Nothing but the lines from the one containing "Where can you see the windshield" through the end of the entries should be set down, each exactly as written.

> [Dataset content]:
——
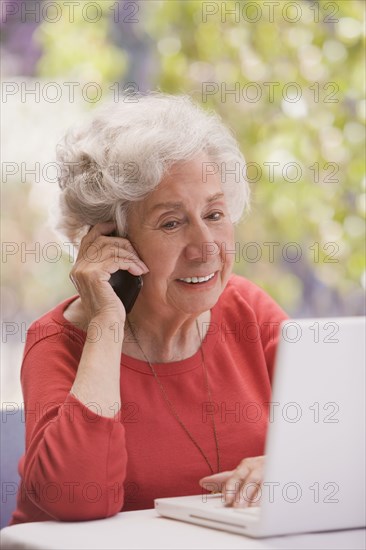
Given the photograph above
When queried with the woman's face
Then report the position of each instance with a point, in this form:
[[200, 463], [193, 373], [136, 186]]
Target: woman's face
[[183, 233]]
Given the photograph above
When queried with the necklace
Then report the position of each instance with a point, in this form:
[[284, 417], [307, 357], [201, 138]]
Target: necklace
[[173, 409]]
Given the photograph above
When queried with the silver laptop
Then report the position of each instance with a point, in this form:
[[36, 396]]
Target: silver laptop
[[314, 478]]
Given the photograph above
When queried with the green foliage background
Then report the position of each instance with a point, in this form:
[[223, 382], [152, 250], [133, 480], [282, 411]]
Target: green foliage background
[[323, 53]]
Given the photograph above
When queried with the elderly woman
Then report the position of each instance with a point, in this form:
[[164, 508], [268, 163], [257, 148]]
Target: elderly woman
[[172, 398]]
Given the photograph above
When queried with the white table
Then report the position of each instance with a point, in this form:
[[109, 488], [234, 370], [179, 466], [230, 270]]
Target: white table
[[144, 529]]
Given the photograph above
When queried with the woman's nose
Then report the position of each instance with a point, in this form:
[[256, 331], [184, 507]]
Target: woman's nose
[[200, 245]]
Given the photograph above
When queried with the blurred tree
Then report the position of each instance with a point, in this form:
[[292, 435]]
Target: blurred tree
[[289, 83]]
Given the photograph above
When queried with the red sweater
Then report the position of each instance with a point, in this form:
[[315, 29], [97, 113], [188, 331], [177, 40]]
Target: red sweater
[[79, 465]]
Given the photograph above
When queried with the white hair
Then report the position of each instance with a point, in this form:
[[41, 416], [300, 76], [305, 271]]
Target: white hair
[[126, 150]]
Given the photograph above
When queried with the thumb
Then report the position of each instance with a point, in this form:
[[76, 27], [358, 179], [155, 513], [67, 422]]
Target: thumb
[[215, 482]]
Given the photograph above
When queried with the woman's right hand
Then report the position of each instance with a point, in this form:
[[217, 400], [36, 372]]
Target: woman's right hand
[[99, 256]]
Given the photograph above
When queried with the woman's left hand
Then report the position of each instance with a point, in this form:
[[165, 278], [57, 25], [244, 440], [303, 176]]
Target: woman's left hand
[[240, 487]]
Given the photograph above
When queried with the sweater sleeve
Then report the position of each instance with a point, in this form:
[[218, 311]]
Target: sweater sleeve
[[75, 461], [268, 317]]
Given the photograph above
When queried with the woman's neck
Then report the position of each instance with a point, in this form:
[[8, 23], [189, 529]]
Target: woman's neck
[[161, 340]]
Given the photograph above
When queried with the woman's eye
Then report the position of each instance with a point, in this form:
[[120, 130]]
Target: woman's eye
[[215, 216], [170, 225]]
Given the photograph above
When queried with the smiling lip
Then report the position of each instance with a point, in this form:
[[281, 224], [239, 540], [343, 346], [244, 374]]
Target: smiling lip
[[197, 280]]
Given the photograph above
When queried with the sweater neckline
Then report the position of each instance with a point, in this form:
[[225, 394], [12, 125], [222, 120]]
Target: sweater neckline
[[162, 369]]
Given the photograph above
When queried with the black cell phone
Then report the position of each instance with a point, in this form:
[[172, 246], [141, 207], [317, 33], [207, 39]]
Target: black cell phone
[[126, 286]]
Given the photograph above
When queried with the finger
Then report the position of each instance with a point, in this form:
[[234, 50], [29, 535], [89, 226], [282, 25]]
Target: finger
[[246, 495], [231, 490], [257, 497], [217, 479]]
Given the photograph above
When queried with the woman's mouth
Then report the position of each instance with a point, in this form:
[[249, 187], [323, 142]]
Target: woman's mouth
[[197, 279]]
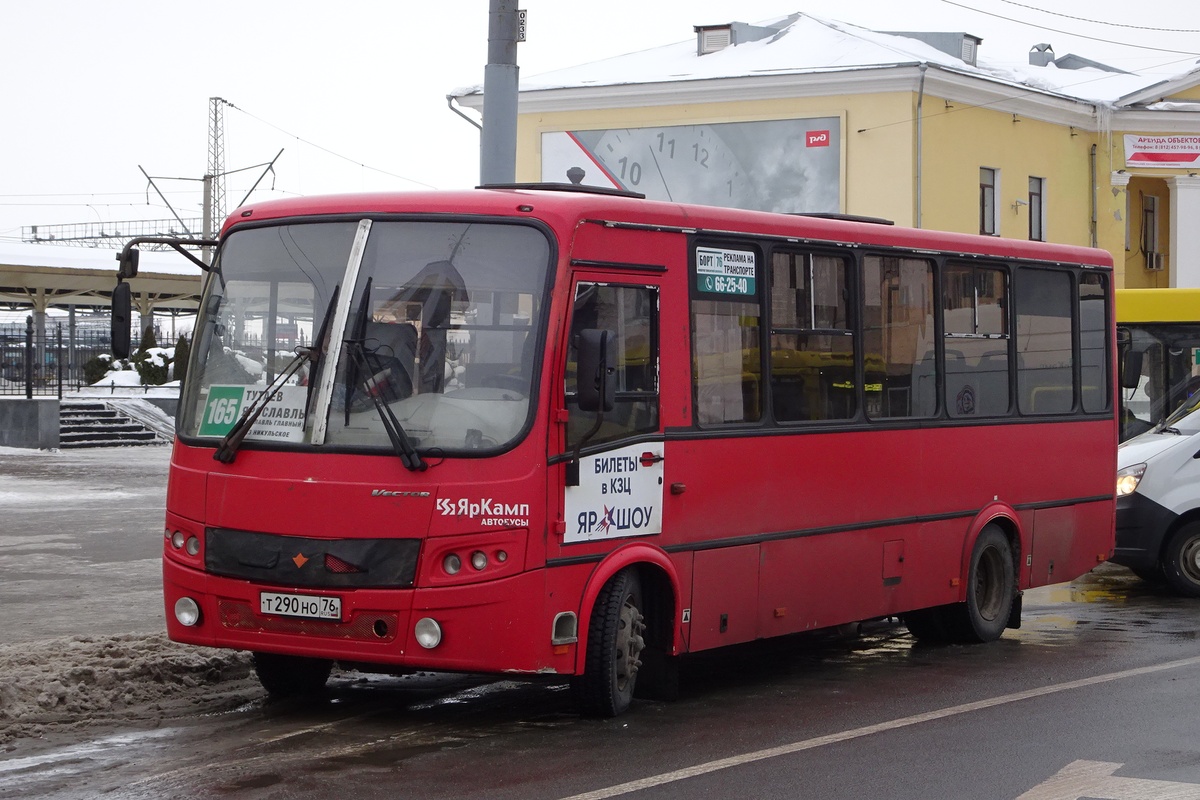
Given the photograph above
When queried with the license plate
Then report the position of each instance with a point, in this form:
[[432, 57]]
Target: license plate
[[307, 606]]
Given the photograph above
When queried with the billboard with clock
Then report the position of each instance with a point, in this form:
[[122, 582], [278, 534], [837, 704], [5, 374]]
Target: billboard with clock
[[771, 164]]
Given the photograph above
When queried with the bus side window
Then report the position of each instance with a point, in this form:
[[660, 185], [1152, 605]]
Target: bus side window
[[630, 313], [1045, 382], [811, 341], [898, 331]]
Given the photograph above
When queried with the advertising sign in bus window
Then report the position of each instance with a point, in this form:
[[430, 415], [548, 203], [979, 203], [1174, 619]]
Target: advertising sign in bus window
[[726, 336]]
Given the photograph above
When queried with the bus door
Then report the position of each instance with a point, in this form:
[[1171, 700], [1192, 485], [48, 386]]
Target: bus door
[[613, 483]]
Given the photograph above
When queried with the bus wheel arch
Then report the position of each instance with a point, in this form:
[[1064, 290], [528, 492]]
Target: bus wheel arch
[[990, 587], [631, 600], [990, 597]]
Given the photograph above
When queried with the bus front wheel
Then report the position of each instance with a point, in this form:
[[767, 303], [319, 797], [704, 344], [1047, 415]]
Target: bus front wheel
[[291, 675], [613, 649], [1181, 560]]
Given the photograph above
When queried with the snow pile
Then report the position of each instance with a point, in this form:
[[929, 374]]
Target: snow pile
[[87, 680]]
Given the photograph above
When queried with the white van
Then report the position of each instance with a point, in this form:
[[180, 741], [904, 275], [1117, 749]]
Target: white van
[[1158, 501]]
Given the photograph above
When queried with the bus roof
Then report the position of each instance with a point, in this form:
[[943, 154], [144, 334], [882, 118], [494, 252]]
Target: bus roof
[[568, 209], [1157, 305]]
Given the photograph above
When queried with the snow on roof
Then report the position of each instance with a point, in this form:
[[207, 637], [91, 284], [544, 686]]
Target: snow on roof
[[91, 258], [808, 44]]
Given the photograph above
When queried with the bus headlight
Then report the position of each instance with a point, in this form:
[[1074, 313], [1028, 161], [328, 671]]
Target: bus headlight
[[1128, 479], [429, 632], [187, 612]]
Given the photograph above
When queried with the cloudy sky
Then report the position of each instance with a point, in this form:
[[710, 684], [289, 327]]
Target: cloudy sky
[[354, 92]]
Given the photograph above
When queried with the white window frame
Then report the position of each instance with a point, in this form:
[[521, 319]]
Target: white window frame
[[989, 217], [1037, 209]]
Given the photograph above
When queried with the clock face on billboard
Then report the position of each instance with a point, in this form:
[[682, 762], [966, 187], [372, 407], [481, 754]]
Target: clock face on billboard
[[772, 164], [676, 163]]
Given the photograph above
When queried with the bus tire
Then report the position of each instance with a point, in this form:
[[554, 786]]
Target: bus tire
[[292, 675], [613, 649], [991, 585], [1181, 560]]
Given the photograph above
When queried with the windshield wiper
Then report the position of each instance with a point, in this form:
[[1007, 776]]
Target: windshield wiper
[[360, 367], [318, 346], [396, 433], [228, 447]]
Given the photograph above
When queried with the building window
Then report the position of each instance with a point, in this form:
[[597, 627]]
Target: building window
[[988, 181], [1037, 212], [1149, 223]]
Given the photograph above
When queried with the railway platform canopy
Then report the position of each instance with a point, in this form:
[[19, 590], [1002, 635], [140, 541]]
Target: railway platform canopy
[[35, 278]]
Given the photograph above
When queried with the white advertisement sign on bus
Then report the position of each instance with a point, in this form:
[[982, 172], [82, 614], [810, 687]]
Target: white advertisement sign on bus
[[619, 494]]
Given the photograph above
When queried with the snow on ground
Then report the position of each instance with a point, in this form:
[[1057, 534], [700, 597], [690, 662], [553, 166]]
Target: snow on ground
[[82, 637], [61, 685]]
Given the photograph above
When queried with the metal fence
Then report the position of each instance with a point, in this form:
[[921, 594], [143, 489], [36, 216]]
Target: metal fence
[[33, 365]]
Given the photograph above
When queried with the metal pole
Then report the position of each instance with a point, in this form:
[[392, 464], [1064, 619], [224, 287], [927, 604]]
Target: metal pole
[[29, 358], [207, 252], [498, 144], [58, 360]]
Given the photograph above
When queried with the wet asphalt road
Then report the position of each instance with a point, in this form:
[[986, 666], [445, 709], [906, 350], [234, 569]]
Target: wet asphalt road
[[1091, 698]]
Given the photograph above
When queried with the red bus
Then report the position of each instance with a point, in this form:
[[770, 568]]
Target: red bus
[[540, 431]]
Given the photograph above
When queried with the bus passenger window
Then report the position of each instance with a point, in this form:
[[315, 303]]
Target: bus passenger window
[[976, 325], [727, 371], [631, 314], [811, 342], [898, 337], [1045, 364], [1095, 368]]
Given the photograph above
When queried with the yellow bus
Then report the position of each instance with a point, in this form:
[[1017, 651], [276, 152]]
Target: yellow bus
[[1159, 336]]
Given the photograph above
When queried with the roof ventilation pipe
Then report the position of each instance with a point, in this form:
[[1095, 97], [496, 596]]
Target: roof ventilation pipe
[[1041, 55]]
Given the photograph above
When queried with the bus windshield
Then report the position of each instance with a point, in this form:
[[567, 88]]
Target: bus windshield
[[431, 325]]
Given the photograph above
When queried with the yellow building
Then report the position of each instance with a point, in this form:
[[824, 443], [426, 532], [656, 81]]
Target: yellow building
[[811, 115]]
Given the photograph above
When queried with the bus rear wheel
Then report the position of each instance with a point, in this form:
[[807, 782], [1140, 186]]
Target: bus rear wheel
[[291, 675], [1181, 560], [613, 649], [991, 585]]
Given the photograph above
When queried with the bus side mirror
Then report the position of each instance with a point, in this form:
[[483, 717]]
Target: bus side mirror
[[127, 260], [597, 389], [1131, 368], [123, 310]]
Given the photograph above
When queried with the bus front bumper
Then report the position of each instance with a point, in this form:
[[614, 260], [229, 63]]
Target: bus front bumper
[[491, 627]]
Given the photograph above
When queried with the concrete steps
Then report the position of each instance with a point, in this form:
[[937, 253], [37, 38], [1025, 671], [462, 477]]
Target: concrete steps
[[93, 423]]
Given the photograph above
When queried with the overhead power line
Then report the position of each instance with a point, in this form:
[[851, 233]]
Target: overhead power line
[[1101, 22], [1067, 32], [336, 155]]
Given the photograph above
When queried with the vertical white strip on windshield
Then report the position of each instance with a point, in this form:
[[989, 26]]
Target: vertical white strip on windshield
[[336, 334]]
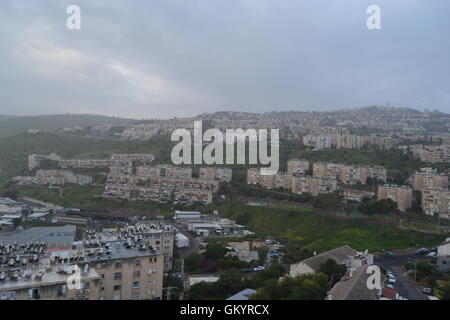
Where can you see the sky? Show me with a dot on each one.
(176, 58)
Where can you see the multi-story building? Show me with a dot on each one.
(128, 269)
(356, 195)
(254, 176)
(54, 178)
(297, 167)
(313, 185)
(326, 170)
(429, 178)
(34, 160)
(353, 174)
(378, 173)
(220, 174)
(28, 273)
(154, 234)
(400, 194)
(436, 202)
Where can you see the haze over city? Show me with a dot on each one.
(181, 58)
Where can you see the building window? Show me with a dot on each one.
(135, 295)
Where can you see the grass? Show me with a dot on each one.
(75, 196)
(308, 228)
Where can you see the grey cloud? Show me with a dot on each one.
(166, 58)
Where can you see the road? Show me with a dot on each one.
(403, 285)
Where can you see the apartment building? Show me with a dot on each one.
(317, 142)
(297, 167)
(254, 176)
(128, 270)
(34, 160)
(353, 174)
(141, 157)
(356, 195)
(431, 154)
(436, 202)
(354, 142)
(53, 178)
(157, 235)
(429, 178)
(344, 255)
(313, 185)
(378, 173)
(28, 273)
(277, 181)
(220, 174)
(326, 170)
(400, 194)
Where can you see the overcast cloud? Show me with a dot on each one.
(166, 58)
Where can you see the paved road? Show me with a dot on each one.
(404, 286)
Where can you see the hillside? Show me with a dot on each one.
(11, 125)
(311, 230)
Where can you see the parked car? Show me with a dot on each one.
(428, 291)
(422, 251)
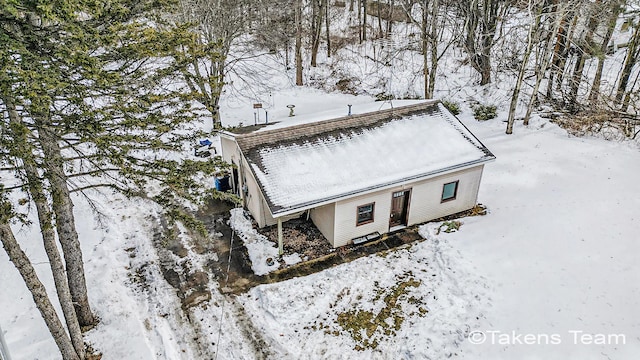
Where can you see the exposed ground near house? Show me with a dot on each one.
(233, 265)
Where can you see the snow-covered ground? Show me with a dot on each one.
(554, 263)
(555, 260)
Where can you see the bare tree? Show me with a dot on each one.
(298, 21)
(535, 13)
(481, 22)
(219, 24)
(631, 58)
(613, 11)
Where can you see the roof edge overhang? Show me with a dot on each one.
(227, 134)
(310, 205)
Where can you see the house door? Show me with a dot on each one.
(399, 208)
(235, 181)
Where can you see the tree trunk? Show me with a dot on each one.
(480, 28)
(360, 26)
(433, 39)
(543, 64)
(586, 47)
(327, 28)
(65, 224)
(47, 230)
(425, 45)
(379, 12)
(364, 20)
(629, 62)
(390, 18)
(611, 24)
(533, 30)
(559, 54)
(38, 291)
(298, 19)
(317, 14)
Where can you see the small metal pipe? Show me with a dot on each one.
(4, 350)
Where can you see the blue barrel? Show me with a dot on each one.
(222, 183)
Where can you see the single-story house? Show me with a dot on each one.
(360, 175)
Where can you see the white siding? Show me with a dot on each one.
(324, 218)
(424, 205)
(229, 149)
(347, 212)
(426, 196)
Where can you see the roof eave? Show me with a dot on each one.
(321, 202)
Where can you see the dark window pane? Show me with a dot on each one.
(449, 191)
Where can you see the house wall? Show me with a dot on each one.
(424, 204)
(252, 199)
(324, 218)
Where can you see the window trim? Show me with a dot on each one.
(455, 191)
(373, 211)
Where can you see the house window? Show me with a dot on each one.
(365, 214)
(449, 191)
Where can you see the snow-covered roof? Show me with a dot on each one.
(302, 166)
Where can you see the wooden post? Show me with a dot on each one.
(280, 245)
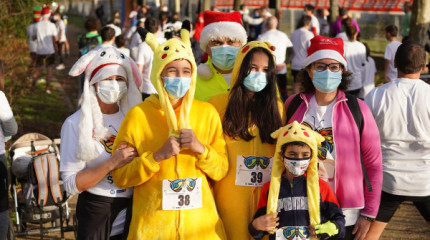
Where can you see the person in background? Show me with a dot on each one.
(45, 33)
(368, 74)
(145, 57)
(324, 107)
(283, 47)
(8, 127)
(249, 112)
(315, 24)
(221, 39)
(322, 15)
(390, 71)
(61, 39)
(406, 21)
(31, 43)
(87, 136)
(355, 54)
(301, 39)
(401, 110)
(108, 38)
(336, 27)
(120, 44)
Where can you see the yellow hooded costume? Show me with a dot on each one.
(291, 133)
(147, 127)
(236, 197)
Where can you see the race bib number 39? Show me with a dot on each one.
(292, 233)
(253, 171)
(182, 194)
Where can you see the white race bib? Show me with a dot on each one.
(182, 194)
(253, 171)
(293, 233)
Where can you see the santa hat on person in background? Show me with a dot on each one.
(220, 25)
(98, 65)
(37, 11)
(46, 12)
(325, 47)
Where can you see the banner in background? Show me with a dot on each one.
(353, 5)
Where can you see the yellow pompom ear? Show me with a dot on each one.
(270, 46)
(152, 41)
(276, 133)
(185, 36)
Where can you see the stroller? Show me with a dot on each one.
(37, 190)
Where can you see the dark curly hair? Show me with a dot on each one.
(308, 86)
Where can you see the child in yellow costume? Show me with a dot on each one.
(250, 112)
(180, 146)
(294, 205)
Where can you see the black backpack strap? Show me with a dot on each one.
(294, 105)
(354, 107)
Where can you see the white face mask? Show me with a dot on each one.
(111, 91)
(296, 166)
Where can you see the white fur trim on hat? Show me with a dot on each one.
(222, 30)
(327, 53)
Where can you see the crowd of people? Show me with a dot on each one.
(186, 131)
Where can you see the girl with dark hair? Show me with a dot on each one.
(349, 156)
(250, 112)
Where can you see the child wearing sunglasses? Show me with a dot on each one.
(296, 204)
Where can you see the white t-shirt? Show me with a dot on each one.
(355, 54)
(368, 77)
(319, 118)
(315, 23)
(70, 165)
(144, 57)
(6, 120)
(301, 39)
(390, 53)
(61, 26)
(281, 42)
(134, 45)
(32, 45)
(402, 112)
(45, 32)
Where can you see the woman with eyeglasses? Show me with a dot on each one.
(350, 160)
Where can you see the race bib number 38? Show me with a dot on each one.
(182, 194)
(253, 171)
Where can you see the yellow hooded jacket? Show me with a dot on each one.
(147, 127)
(238, 204)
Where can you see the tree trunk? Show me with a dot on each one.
(334, 10)
(420, 21)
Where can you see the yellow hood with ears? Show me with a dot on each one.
(165, 53)
(244, 50)
(291, 133)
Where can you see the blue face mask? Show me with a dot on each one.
(176, 87)
(224, 56)
(255, 81)
(326, 81)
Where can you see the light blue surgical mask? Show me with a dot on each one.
(255, 81)
(176, 87)
(224, 56)
(326, 81)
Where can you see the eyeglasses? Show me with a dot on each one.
(334, 67)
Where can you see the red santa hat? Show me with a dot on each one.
(325, 47)
(46, 12)
(220, 25)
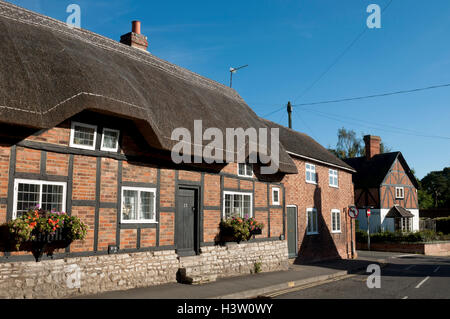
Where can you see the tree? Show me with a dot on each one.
(348, 145)
(437, 185)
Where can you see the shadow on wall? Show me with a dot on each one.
(321, 246)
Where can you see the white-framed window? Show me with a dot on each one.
(333, 177)
(110, 140)
(399, 192)
(138, 205)
(245, 169)
(83, 136)
(30, 193)
(275, 196)
(237, 204)
(311, 176)
(311, 221)
(335, 221)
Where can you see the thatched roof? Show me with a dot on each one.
(301, 145)
(50, 72)
(370, 173)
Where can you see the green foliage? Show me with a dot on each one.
(38, 222)
(239, 229)
(257, 267)
(350, 145)
(437, 185)
(399, 237)
(443, 225)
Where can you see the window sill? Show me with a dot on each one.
(137, 222)
(89, 148)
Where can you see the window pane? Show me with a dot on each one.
(247, 205)
(227, 205)
(237, 205)
(27, 197)
(147, 201)
(314, 218)
(241, 169)
(83, 135)
(249, 169)
(52, 196)
(110, 139)
(309, 222)
(130, 201)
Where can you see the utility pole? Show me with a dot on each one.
(289, 108)
(233, 70)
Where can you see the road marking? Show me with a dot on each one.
(421, 283)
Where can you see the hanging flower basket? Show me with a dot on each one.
(38, 230)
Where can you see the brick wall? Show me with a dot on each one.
(324, 198)
(71, 277)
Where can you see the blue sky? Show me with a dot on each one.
(289, 44)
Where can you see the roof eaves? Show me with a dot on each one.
(322, 162)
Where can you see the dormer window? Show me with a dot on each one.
(83, 136)
(110, 140)
(245, 170)
(399, 192)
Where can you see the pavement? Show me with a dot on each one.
(403, 277)
(256, 285)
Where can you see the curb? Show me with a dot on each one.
(254, 293)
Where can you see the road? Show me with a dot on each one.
(403, 277)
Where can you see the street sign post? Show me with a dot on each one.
(368, 228)
(352, 213)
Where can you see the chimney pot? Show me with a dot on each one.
(372, 145)
(134, 38)
(136, 27)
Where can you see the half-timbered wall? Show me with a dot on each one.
(95, 178)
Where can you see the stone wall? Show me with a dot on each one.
(72, 277)
(431, 249)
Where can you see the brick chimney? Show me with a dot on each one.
(372, 145)
(135, 38)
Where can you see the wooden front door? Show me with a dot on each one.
(292, 231)
(187, 222)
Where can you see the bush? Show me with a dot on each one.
(443, 225)
(398, 237)
(40, 223)
(239, 229)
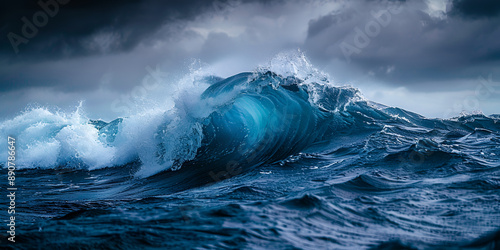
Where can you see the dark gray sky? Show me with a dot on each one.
(434, 57)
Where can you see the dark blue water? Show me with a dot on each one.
(259, 161)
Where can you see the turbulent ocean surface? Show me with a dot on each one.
(277, 158)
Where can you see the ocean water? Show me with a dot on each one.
(276, 158)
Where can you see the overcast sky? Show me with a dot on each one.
(433, 57)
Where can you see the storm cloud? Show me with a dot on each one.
(100, 50)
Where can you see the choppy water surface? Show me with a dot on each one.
(258, 160)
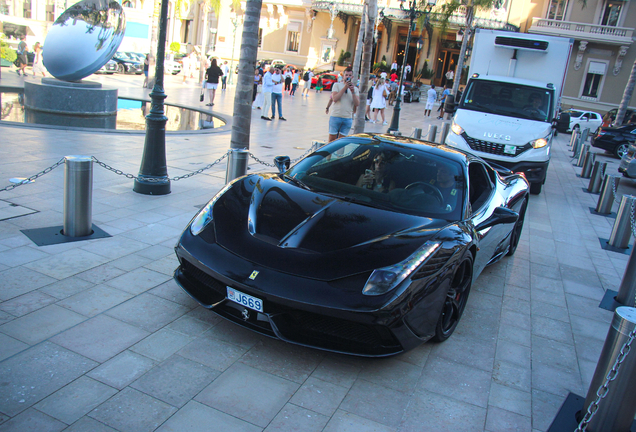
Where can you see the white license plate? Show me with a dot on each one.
(245, 300)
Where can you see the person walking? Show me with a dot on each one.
(431, 96)
(277, 95)
(38, 67)
(22, 57)
(378, 103)
(226, 72)
(345, 98)
(212, 76)
(268, 87)
(307, 85)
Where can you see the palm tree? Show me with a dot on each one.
(242, 117)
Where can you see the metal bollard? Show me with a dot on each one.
(627, 291)
(432, 133)
(236, 164)
(584, 150)
(588, 161)
(622, 229)
(606, 199)
(444, 134)
(78, 196)
(596, 178)
(616, 410)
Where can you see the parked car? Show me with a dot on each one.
(615, 139)
(128, 64)
(328, 79)
(109, 68)
(580, 120)
(330, 255)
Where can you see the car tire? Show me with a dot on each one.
(535, 188)
(515, 234)
(620, 150)
(456, 299)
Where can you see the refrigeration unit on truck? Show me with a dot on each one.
(508, 111)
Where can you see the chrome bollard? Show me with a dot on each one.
(78, 196)
(627, 291)
(445, 129)
(606, 199)
(596, 179)
(588, 161)
(622, 229)
(432, 133)
(616, 410)
(236, 164)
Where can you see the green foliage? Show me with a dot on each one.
(6, 52)
(175, 47)
(344, 56)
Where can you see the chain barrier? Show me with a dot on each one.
(602, 391)
(33, 177)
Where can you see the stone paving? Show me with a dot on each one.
(96, 336)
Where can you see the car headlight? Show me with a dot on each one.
(385, 279)
(204, 217)
(457, 129)
(538, 143)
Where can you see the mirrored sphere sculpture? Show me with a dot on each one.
(83, 39)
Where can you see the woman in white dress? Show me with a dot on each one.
(38, 67)
(380, 93)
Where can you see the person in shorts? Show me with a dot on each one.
(345, 98)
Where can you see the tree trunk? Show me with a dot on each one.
(627, 95)
(372, 10)
(358, 54)
(247, 63)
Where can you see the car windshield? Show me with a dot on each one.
(509, 99)
(384, 175)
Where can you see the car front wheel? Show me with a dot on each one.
(456, 299)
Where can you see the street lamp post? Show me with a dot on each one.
(153, 173)
(413, 13)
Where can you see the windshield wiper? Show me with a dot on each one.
(296, 181)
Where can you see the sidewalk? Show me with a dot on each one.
(95, 335)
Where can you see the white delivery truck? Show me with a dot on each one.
(508, 110)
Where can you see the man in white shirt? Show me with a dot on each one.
(268, 87)
(430, 101)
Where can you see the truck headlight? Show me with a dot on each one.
(385, 279)
(457, 129)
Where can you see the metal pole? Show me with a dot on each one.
(616, 411)
(444, 134)
(78, 196)
(588, 161)
(627, 291)
(606, 199)
(432, 133)
(622, 229)
(595, 180)
(236, 164)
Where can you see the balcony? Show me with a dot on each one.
(582, 31)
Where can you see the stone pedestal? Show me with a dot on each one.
(74, 104)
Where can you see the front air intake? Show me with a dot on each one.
(523, 44)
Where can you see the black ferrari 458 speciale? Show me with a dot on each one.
(367, 246)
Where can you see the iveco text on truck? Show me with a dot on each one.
(511, 101)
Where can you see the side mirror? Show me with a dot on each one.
(282, 163)
(501, 215)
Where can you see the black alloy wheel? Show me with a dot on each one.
(456, 299)
(515, 235)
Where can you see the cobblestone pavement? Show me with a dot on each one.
(96, 336)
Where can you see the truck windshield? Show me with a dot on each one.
——
> [Answer section]:
Where can you see the windshield wiper? Show me with a dot on each one.
(296, 181)
Where can you see the sidewalk? Show me with a dot on each one.
(95, 335)
Where can you see the white delivery truck? Show me with a dot on each one.
(508, 110)
Where can you see the man in white shirt? Show me with a dot on each one.
(268, 87)
(430, 101)
Where can you see the truck headlight? Show me with a dot on each one.
(385, 279)
(457, 129)
Where can you see the metal pole? Show me with a dot on each one.
(616, 411)
(444, 134)
(78, 196)
(588, 161)
(627, 291)
(606, 199)
(432, 133)
(622, 229)
(595, 180)
(236, 164)
Where can you see the balcony? Show me with a dot on each one.
(582, 31)
Where can you see the stone pedestal? Show me with a dot on each one.
(74, 104)
Where can you see the front air intake? Show me with a dot on each one.
(523, 44)
Where can you see the black ferrari 458 speciale? Show me with a dot on each one.
(367, 246)
Where can you see the iveco text on truck? Show me with a dot on each one.
(511, 101)
Where can you see the side mirror? Show me with a dot on each one.
(282, 163)
(501, 215)
Where can you see the black alloy wheel? Show me with a dot on each one.
(456, 299)
(515, 235)
Where can you see the cobblestone pavement? Show me with a dot on each one.
(96, 336)
Where can you see the truck windshield? Show me with a dot on each one.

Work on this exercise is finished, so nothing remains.